AIM OF THE EXERCISE: A single figure is required: the number of lines below that contain "prompts".

Segmentation mask data:
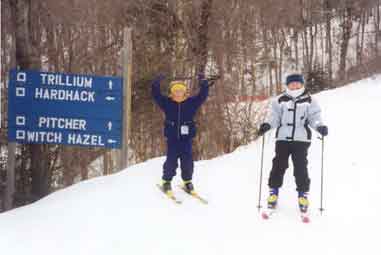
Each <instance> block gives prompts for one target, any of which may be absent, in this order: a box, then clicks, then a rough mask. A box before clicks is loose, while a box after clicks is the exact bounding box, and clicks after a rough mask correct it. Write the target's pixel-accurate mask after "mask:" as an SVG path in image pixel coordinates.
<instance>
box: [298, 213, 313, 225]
mask: <svg viewBox="0 0 381 255" xmlns="http://www.w3.org/2000/svg"><path fill="white" fill-rule="evenodd" d="M300 217H301V220H302V222H303V223H310V221H311V220H310V217H309V216H308V214H307V213H306V212H300Z"/></svg>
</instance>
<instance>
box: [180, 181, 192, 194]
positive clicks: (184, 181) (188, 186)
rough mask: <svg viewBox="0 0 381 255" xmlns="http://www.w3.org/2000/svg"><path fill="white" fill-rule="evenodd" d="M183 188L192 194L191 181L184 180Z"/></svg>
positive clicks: (191, 187)
mask: <svg viewBox="0 0 381 255" xmlns="http://www.w3.org/2000/svg"><path fill="white" fill-rule="evenodd" d="M183 189H184V191H185V192H187V193H189V194H193V193H194V192H195V191H194V186H193V183H192V181H184V187H183Z"/></svg>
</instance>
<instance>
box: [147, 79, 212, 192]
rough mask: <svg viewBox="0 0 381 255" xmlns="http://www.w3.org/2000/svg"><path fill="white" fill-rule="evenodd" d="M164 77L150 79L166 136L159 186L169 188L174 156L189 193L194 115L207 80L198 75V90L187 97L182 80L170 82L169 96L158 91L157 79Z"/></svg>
mask: <svg viewBox="0 0 381 255" xmlns="http://www.w3.org/2000/svg"><path fill="white" fill-rule="evenodd" d="M163 79H164V76H163V75H159V76H158V77H157V78H156V79H155V80H154V81H153V82H152V97H153V99H154V100H155V102H156V103H157V105H158V106H159V107H160V109H161V110H162V111H163V112H164V114H165V122H164V136H165V137H166V139H167V158H166V161H165V163H164V166H163V177H162V189H163V191H164V192H166V193H167V192H168V191H171V181H172V178H173V177H174V176H175V175H176V169H177V167H178V159H180V167H181V177H182V179H183V181H184V188H185V189H186V191H187V192H189V193H191V192H192V191H193V190H194V186H193V184H192V176H193V156H192V141H193V138H194V137H195V135H196V126H195V122H194V120H193V119H194V117H195V115H196V113H197V110H198V109H199V108H200V106H201V105H202V104H203V103H204V102H205V100H206V99H207V97H208V93H209V85H208V80H206V79H205V77H204V75H199V76H198V80H199V85H200V92H199V93H198V94H197V95H196V96H192V97H188V96H187V86H186V85H185V83H184V82H182V81H173V82H171V83H170V87H169V97H167V96H164V95H162V94H161V92H160V82H161V81H162V80H163Z"/></svg>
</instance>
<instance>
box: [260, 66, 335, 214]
mask: <svg viewBox="0 0 381 255" xmlns="http://www.w3.org/2000/svg"><path fill="white" fill-rule="evenodd" d="M286 85H287V89H286V91H285V92H284V93H282V94H281V95H279V96H278V97H276V99H275V100H274V101H273V102H272V104H271V114H270V116H269V118H268V119H267V121H266V122H265V123H263V124H261V126H260V128H259V132H258V135H260V136H261V135H264V133H266V132H267V131H269V130H270V129H273V128H275V129H276V146H275V157H274V159H273V166H272V170H271V173H270V178H269V182H268V185H269V187H270V195H269V198H268V201H267V204H268V208H269V209H275V208H276V205H277V201H278V195H279V188H280V187H281V186H282V184H283V177H284V174H285V172H286V170H287V168H288V159H289V157H290V155H291V158H292V162H293V165H294V176H295V182H296V186H297V189H296V190H297V191H298V203H299V208H300V210H301V211H302V212H307V209H308V205H309V202H308V191H309V189H310V178H309V176H308V168H307V165H308V161H307V155H308V148H309V146H310V144H311V138H312V133H311V129H310V127H311V128H313V129H315V130H316V131H317V132H319V133H320V134H321V135H322V136H326V135H328V127H327V126H325V125H324V124H323V122H322V120H321V116H320V113H321V109H320V106H319V105H318V103H317V102H316V100H315V99H314V98H312V97H311V95H310V94H309V93H308V91H307V90H306V89H305V86H304V78H303V76H302V75H300V74H292V75H289V76H287V79H286Z"/></svg>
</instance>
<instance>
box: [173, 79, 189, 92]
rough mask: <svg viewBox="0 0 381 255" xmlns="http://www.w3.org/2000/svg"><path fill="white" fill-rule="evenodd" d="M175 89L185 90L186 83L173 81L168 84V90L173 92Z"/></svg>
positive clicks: (183, 82) (178, 81)
mask: <svg viewBox="0 0 381 255" xmlns="http://www.w3.org/2000/svg"><path fill="white" fill-rule="evenodd" d="M175 90H183V91H186V90H187V85H185V83H184V82H182V81H173V82H171V83H170V84H169V92H170V93H173V91H175Z"/></svg>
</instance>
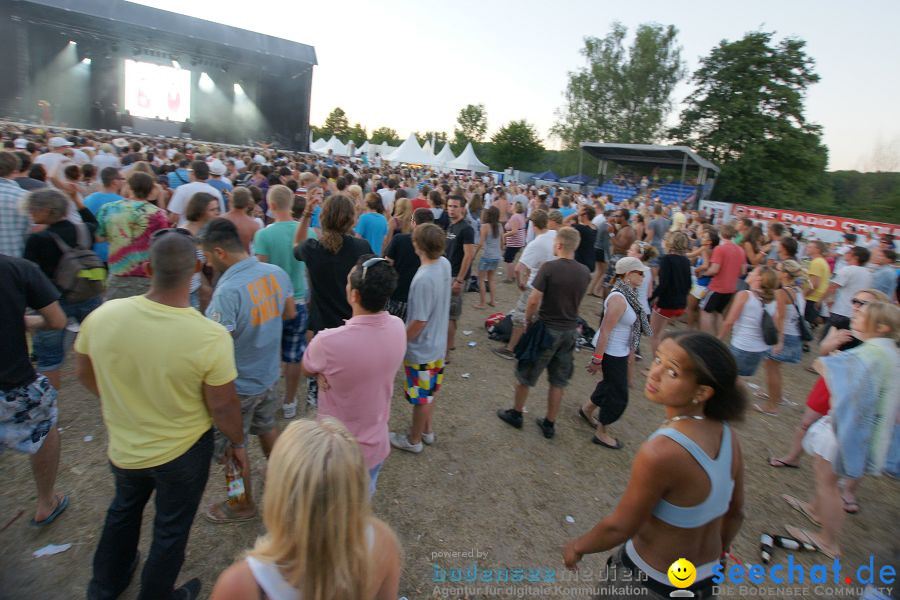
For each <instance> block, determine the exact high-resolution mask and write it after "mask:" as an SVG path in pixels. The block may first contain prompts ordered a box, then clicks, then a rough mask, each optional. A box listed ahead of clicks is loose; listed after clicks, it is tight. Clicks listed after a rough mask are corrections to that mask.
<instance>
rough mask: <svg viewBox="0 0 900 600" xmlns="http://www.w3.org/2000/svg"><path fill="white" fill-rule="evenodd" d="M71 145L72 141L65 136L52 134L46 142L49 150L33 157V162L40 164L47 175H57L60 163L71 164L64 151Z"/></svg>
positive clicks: (63, 163)
mask: <svg viewBox="0 0 900 600" xmlns="http://www.w3.org/2000/svg"><path fill="white" fill-rule="evenodd" d="M71 146H72V142H70V141H69V140H67V139H66V138H63V137H59V136H54V137H51V138H50V140H49V141H48V142H47V148H49V152H45V153H44V154H41V155H40V156H38V157H37V158H36V159H34V164H36V165H41V166H43V167H44V170H45V171H46V172H47V177H48V178H51V177H57V171H58V170H59V168H60V166H61V165H70V164H72V159H71V158H69V157H68V156H66V154H65V152H66V150H68V149H69V148H70V147H71Z"/></svg>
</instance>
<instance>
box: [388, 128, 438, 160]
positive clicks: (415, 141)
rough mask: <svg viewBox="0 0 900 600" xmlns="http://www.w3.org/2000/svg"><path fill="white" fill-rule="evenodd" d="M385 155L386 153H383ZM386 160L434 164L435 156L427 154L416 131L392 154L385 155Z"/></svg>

SOLUTION: 2